--- begin Source text ---

Chapter 4

The History of Ultimate

From a parking lot in New Jersey to 80 countries

Eric Knudsen

"Without Spirit, you're just playing another sport with arguments and hostility. With Spirit, you're building something that lasts."

Eric Knudsen, Founder of April Fools Tournament, 50+ Years of Ultimate

The legendary sports broadcaster Howard Cosell once called Ultimate Frisbee "a refreshing reminder of what sport was meant to be, and still, on rare occasions, can be." He said that in the 1980s. And it is still true today.

Before you can become a Legend, you need to know where this sport came from. Not just the dates and names, though we will cover those, but the spirit that animated it from day one. Because Ultimate Frisbee is the only major sport in history where the culture was invented at the exact same moment as the game itself.

This is the story of pie tins and parking lots, intensity and inclusion, honor systems and evolution. It is the story of how a bunch of high school kids playing under streetlights created something that would eventually spread to over 100 countries. Not through marketing campaigns or corporate sponsorships, but through one player teaching another, one throw at a time.

The Disc Before the Sport

The flying disc has a longer history than most people realize. It started, of all places, with pie.

In the 1870s, the William Frisbie Pie Company opened in Bridgeport, Connecticut, selling pies in lightweight tin plates. Legend has it that Yale University students discovered these empty pie tins made excellent throwing toys. As they flung them across campus, they yelled "Frisbie!" to warn passersby of the incoming metal disc.

--- end Source text ---
--- begin Data lines ---

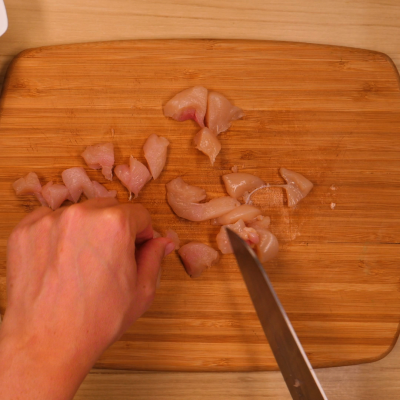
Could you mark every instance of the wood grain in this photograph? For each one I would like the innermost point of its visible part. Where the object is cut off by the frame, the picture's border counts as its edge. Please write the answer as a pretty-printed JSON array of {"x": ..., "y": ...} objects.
[{"x": 330, "y": 113}]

--- end Data lines ---

Work to complete:
1. Answer these questions using the chapter on the history of Ultimate:
(a) Which sports broadcaster called Ultimate Frisbee "a refreshing reminder of what sport was meant to be," and in what decade did he say it?
(b) In what city and state did the William Frisbie Pie Company open?
(c) What did the Yale students yell as they flung the pie tins across campus?
2. Write the next part of the chapter on the history of Ultimate, beginning right after its last sentence.

Answer list:
1.
(a) Howard Cosell said it in the 1980s.
(b) Bridgeport, Connecticut.
(c) "Frisbie!"

2.
Think about that. The very first recorded instance of Spirit of the Game was not even part of a game yet. It was just kids giving each other a heads up so nobody got beaned by a pie tin. Respect. Communication. Looking out for each other. Spirit was there from the beginning.

Fast forward to 1937. A 17 year old California teenager named Fred Morrison is tossing a popcorn can lid with his girlfriend Lucile on a Santa Monica beach. Someone walking by offers them 25 cents for the cake pan they are throwing. Morrison later recalled: "That got the wheels turning, because you could buy a cake pan for five cents, and if people on the beach were willing to pay a quarter for it, well, there was a business."

World War II interrupted Morrison's disc dreams. He served as a P 47 Thunderbolt pilot, learning aerodynamics firsthand while dodging enemy fire over Europe. He was shot down over Italy and spent 48 days as a prisoner of war. That wartime experience, watching planes bank and turn, understanding lift and drag and stability, would later inform every disc he designed.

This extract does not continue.